• MATERIAL PROVIDED
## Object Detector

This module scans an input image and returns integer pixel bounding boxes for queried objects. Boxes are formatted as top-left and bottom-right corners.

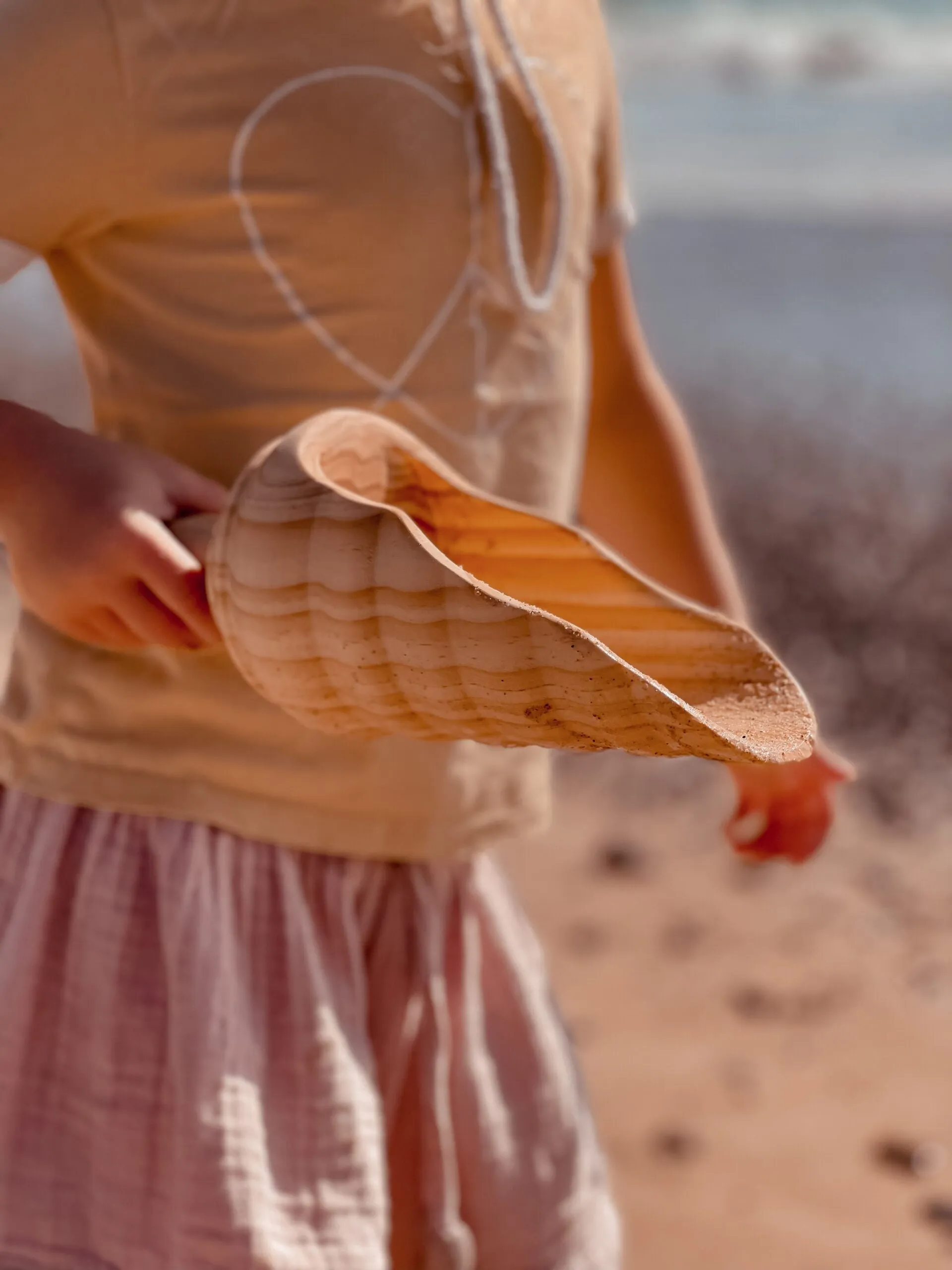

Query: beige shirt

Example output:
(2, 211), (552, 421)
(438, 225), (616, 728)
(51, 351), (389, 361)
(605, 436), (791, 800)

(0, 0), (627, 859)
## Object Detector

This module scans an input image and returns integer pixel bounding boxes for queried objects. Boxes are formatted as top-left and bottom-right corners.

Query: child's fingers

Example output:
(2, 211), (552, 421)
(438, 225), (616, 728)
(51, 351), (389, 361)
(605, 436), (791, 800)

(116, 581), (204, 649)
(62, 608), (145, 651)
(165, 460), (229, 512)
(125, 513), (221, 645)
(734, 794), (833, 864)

---

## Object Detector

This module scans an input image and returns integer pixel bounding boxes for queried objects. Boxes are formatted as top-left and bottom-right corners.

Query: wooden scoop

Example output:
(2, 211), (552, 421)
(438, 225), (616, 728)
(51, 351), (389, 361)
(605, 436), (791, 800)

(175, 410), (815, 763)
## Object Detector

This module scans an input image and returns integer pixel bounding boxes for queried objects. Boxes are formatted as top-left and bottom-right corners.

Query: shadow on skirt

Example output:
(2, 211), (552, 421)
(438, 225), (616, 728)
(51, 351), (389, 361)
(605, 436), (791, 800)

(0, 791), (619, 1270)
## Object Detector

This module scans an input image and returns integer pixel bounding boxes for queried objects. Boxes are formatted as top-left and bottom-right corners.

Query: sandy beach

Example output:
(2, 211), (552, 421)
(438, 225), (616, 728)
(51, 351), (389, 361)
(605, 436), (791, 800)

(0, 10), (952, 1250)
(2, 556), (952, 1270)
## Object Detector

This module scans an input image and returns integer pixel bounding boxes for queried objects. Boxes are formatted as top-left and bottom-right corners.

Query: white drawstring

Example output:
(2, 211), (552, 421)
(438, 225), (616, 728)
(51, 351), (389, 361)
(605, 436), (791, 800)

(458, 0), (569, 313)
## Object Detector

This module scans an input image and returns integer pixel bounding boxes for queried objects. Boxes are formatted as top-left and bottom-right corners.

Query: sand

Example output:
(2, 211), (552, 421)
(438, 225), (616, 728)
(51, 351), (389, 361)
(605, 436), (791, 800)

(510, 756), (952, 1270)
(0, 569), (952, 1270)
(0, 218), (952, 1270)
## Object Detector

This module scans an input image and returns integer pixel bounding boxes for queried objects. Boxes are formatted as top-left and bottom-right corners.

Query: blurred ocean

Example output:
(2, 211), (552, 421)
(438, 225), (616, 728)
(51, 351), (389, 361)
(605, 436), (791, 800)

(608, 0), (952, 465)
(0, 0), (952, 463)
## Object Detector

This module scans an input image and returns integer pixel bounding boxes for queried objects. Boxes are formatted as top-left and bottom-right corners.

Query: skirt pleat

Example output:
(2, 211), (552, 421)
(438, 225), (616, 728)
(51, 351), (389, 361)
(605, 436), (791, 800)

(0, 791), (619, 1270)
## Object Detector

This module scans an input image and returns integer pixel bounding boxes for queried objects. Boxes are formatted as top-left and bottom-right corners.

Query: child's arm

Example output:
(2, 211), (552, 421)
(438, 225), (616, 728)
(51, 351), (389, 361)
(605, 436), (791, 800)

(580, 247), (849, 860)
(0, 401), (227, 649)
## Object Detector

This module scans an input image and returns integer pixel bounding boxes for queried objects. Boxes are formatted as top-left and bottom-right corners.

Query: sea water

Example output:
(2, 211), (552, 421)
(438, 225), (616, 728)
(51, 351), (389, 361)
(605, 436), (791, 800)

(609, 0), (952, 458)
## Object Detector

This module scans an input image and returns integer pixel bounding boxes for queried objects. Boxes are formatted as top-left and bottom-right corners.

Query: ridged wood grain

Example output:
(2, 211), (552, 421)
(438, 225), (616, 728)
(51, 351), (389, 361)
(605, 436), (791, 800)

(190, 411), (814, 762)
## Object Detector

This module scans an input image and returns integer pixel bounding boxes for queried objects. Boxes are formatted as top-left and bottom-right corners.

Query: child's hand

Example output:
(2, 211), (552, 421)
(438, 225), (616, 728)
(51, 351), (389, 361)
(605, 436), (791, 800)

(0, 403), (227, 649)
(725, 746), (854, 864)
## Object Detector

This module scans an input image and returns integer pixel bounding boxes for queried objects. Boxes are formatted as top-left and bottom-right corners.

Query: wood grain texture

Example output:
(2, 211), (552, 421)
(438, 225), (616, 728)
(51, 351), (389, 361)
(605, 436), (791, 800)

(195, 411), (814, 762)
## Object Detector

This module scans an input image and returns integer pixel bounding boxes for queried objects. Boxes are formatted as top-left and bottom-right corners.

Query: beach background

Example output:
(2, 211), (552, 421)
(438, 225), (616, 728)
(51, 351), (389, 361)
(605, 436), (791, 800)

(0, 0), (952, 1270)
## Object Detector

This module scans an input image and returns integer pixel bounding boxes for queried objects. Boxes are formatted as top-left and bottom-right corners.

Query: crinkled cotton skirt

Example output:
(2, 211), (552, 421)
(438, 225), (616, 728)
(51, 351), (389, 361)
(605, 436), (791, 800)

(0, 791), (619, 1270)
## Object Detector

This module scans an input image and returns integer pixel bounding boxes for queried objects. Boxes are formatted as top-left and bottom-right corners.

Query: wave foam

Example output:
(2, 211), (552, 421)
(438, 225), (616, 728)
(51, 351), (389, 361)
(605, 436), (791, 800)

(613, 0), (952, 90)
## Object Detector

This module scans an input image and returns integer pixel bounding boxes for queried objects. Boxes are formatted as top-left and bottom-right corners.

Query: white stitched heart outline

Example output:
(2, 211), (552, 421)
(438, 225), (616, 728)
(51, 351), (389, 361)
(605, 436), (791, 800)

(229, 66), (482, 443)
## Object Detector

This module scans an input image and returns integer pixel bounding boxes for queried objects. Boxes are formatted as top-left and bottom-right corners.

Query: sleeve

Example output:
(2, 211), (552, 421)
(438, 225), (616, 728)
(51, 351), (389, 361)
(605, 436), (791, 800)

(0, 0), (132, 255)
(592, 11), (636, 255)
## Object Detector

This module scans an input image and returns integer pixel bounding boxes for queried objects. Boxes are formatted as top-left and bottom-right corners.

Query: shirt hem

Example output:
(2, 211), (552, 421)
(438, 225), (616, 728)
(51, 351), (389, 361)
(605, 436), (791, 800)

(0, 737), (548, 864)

• BRIEF
Pick out each line of the records above that contains the string "child", and copy those lines without changing them.

• IN RESPONSE
Query: child's fingers
Query: child's arm
Query: child's hand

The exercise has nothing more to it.